Output the line that contains "yellow flower bouquet" and every line after it to the end of the entries, with nothing added or left out.

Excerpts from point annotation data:
◆ ◆ ◆ ◆
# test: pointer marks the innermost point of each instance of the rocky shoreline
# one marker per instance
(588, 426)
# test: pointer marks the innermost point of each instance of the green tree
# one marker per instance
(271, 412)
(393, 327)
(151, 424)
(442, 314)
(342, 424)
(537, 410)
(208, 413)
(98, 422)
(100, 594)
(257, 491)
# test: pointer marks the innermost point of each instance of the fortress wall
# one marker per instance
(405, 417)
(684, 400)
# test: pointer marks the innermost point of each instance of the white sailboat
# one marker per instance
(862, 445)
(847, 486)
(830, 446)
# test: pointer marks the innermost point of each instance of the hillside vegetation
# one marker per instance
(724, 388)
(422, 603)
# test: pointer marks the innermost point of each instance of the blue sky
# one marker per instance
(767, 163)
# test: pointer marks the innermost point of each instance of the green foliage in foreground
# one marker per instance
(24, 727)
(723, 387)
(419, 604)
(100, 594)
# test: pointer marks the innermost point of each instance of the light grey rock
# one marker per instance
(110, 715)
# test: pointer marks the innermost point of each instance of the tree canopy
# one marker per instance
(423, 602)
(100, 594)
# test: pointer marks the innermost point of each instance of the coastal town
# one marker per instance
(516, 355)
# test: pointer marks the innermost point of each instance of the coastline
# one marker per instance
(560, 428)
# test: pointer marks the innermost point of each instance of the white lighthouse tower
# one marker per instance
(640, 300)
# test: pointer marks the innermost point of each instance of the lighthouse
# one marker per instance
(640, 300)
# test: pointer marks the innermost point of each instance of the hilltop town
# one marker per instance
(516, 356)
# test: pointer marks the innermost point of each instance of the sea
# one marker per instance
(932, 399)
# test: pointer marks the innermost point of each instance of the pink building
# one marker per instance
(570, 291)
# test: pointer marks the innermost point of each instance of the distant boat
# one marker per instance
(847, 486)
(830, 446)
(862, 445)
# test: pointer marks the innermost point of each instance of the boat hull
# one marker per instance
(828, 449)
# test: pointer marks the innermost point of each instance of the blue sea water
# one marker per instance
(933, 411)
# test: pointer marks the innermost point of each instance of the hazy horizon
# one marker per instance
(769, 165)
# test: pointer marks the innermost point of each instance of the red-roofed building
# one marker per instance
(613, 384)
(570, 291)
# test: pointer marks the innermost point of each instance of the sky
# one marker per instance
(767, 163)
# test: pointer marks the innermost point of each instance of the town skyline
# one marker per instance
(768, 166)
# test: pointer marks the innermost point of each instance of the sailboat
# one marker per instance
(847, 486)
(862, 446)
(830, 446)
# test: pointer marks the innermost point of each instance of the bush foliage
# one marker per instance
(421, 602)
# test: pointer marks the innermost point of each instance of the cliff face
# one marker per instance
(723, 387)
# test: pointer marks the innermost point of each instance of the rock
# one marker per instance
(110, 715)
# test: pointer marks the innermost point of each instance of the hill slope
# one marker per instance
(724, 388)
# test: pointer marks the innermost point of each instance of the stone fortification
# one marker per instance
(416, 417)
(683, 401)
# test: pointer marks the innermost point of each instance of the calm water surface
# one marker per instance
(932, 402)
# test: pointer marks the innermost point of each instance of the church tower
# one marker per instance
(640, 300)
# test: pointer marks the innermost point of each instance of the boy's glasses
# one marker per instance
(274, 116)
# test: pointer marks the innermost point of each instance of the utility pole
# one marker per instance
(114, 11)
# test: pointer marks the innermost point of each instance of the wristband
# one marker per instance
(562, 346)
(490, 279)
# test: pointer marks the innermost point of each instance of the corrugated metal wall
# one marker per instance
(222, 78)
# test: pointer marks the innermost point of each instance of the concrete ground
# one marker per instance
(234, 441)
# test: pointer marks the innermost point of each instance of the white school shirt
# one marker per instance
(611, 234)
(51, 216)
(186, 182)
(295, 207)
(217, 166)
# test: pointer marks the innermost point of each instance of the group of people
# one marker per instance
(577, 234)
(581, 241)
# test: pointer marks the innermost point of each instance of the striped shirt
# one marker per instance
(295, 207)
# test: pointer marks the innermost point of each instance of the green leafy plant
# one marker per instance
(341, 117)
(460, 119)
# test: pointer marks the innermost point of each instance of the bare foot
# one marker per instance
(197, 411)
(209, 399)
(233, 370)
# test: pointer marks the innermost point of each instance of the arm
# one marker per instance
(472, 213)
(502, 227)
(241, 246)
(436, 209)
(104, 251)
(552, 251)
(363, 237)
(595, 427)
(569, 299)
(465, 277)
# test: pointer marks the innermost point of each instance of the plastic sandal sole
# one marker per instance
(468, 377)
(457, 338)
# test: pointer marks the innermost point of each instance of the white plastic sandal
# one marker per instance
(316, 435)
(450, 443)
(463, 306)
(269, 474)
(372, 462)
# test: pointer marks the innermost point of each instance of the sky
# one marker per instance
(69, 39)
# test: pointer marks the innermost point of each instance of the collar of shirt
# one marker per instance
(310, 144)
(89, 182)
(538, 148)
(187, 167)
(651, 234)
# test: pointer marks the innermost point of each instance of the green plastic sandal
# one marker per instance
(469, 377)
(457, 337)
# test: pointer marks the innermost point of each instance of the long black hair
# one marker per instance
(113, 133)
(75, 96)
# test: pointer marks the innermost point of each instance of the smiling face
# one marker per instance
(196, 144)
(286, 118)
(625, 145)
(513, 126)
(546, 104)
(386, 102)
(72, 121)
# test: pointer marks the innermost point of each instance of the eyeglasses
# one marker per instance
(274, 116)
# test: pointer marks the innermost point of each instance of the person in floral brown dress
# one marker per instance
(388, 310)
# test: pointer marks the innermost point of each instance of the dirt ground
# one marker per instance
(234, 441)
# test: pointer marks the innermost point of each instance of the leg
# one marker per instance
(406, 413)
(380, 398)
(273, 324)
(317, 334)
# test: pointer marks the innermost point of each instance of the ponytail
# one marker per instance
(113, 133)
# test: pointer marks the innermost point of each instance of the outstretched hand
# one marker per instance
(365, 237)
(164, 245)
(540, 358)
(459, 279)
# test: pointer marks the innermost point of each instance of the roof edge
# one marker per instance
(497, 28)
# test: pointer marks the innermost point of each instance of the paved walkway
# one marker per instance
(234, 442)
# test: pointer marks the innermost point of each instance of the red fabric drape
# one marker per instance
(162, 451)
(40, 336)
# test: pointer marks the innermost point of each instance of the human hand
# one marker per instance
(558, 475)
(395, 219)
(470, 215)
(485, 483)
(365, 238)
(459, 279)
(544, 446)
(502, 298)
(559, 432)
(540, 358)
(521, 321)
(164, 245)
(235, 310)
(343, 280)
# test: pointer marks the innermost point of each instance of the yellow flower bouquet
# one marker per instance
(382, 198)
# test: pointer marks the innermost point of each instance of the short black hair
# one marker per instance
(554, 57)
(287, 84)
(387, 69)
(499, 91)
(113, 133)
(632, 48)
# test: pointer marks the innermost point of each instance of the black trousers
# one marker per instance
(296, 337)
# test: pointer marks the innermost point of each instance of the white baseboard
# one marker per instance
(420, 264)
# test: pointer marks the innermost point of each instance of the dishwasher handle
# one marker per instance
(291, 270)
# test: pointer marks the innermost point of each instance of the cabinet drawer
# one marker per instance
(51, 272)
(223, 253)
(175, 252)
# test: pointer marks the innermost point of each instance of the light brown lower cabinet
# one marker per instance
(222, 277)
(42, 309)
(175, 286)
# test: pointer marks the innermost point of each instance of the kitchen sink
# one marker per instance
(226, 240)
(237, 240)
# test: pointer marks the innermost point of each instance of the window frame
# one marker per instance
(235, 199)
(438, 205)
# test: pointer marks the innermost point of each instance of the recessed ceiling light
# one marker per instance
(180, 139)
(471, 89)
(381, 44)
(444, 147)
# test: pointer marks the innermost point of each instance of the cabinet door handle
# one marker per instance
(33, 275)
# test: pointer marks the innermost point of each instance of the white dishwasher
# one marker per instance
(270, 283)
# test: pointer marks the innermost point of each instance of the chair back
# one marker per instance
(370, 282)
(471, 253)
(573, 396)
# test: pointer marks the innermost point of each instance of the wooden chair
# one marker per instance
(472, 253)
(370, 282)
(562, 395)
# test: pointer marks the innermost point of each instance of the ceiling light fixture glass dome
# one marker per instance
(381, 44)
◆ ◆ ◆ ◆
■ Output of the exercise:
# test: pointer marks the innermost point of each instance of the yellow flower bouquet
# one marker per instance
(382, 198)
# test: pointer marks the innermost point of each instance of the short black hair
# one marker per instance
(554, 57)
(287, 84)
(387, 69)
(499, 91)
(113, 133)
(632, 48)
# test: pointer marks the innermost point of each instance of the black trousers
# one marker per instance
(296, 337)
# test: pointer marks the innermost point of each instance of the white baseboard
# one marker per instance
(420, 264)
# test: pointer marks the innermost point of each instance of the dishwasher handle
# one marker per instance
(291, 270)
# test: pointer marks the innermost point of each instance of the cabinet drawer
# one marker per instance
(51, 272)
(223, 253)
(175, 252)
# test: pointer marks the innermost point of each instance of the light brown lower cabinet
# one marker per instance
(222, 277)
(42, 309)
(175, 286)
# test: pointer marks the innermost point of each instance of the kitchen sink
# one marker per instance
(226, 240)
(237, 240)
# test: pointer marks the innermost point of each instance of the window frame
# one marker per instance
(235, 199)
(438, 205)
# test: pointer marks the innermost point of each instance of the recessed ceiling light
# one marker per instance
(180, 139)
(471, 89)
(381, 44)
(444, 147)
# test: pointer marks the innermost point of each instance of the cabinet door handle
# one marker per instance
(33, 275)
# test: pointer marks the innermost point of each instance of the white dishwasher
# one marker per instance
(270, 283)
# test: pointer marks the innermost point of each instance of the chair back
# one marker per instance
(370, 282)
(471, 253)
(573, 396)
# test: pointer marks the innermost point of each instance of the wooden chair
# one marker per instance
(472, 253)
(370, 282)
(562, 395)
# test: pointer marks the innermost point of each instance of the ceiling light fixture glass dome
# one marker per instance
(381, 44)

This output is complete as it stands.